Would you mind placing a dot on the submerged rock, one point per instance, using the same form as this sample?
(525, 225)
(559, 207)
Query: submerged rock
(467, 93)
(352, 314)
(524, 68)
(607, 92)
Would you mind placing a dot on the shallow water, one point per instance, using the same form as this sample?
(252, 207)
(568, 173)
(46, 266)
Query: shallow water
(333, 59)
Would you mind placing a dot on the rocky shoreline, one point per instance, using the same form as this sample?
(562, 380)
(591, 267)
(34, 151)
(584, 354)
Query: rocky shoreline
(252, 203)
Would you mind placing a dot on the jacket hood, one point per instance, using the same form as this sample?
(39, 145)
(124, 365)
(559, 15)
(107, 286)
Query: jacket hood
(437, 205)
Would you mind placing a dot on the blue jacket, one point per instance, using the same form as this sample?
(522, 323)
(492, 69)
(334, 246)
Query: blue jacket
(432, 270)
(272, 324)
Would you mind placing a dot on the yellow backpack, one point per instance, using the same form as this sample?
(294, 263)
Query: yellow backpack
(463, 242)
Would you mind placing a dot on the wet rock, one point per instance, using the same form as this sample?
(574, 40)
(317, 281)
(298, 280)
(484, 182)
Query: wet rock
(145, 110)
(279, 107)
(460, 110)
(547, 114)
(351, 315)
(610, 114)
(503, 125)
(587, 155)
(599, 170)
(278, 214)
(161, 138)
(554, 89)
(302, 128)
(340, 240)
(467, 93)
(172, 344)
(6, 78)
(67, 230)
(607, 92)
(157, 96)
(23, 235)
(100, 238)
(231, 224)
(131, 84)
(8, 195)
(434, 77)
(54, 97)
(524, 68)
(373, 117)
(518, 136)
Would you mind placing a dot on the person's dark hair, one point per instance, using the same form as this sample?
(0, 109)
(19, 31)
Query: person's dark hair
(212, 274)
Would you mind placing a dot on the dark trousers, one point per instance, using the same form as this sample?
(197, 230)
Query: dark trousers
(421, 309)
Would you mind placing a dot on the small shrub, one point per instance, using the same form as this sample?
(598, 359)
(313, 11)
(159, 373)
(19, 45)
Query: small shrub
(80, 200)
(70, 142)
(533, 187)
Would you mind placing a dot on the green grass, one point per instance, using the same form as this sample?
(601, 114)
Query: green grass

........

-- WHAT YOU NEED TO DO --
Nothing beyond the line that contains "Would you mind placing a dot on the small" belongs in the answer; reproduce the entries exactly from their first line through it.

-- ANSWER SECTION --
Would you mind placing a dot on the submerged rock, one point per instance, using the same form as this sample?
(525, 225)
(559, 207)
Query: submerged rock
(467, 93)
(352, 314)
(524, 68)
(607, 92)
Would you mind placing a dot on the shallow water, one point per instance, using the same form as this sample?
(252, 207)
(568, 173)
(46, 266)
Query: shallow water
(333, 59)
Would you mind placing a dot on the rocky shoreline, one point per instance, using the same form as this sample?
(562, 380)
(591, 267)
(34, 151)
(584, 354)
Query: rocky shoreline
(252, 203)
Would you mind placing a dot on the jacket hood, one point per instance, using the same form as this sample?
(39, 145)
(124, 365)
(559, 15)
(107, 286)
Query: jacket hood
(437, 205)
Would you mind placing a dot on the blue jacket, one point per instance, using the same form as this sample?
(522, 323)
(492, 69)
(334, 246)
Query: blue jacket
(432, 270)
(272, 324)
Would you mind placing a dot on the yellow backpack, one point per instance, using the same form as this sample?
(294, 263)
Query: yellow backpack
(463, 242)
Would you mind placing a dot on the wet rock, one point per instance, using the same form as this sample?
(574, 40)
(317, 281)
(298, 280)
(484, 182)
Query: wet rock
(145, 110)
(279, 107)
(460, 110)
(547, 114)
(351, 315)
(610, 114)
(503, 125)
(587, 155)
(599, 170)
(278, 214)
(161, 138)
(554, 89)
(302, 128)
(340, 240)
(467, 93)
(172, 344)
(6, 78)
(67, 230)
(607, 92)
(157, 96)
(23, 235)
(100, 238)
(231, 224)
(131, 84)
(8, 195)
(434, 77)
(54, 97)
(524, 68)
(373, 117)
(518, 136)
Would you mind placing a dot on the person's dark hair, one point per instance, using the same form as this sample?
(0, 109)
(19, 31)
Query: person's dark hair
(212, 274)
Would you mind placing a dot on the dark trousers, one point per instance, using the same form as this sample?
(197, 230)
Query: dark trousers
(421, 309)
Would you mind placing a dot on the small shrub, one point per instance, using the same form as this sample?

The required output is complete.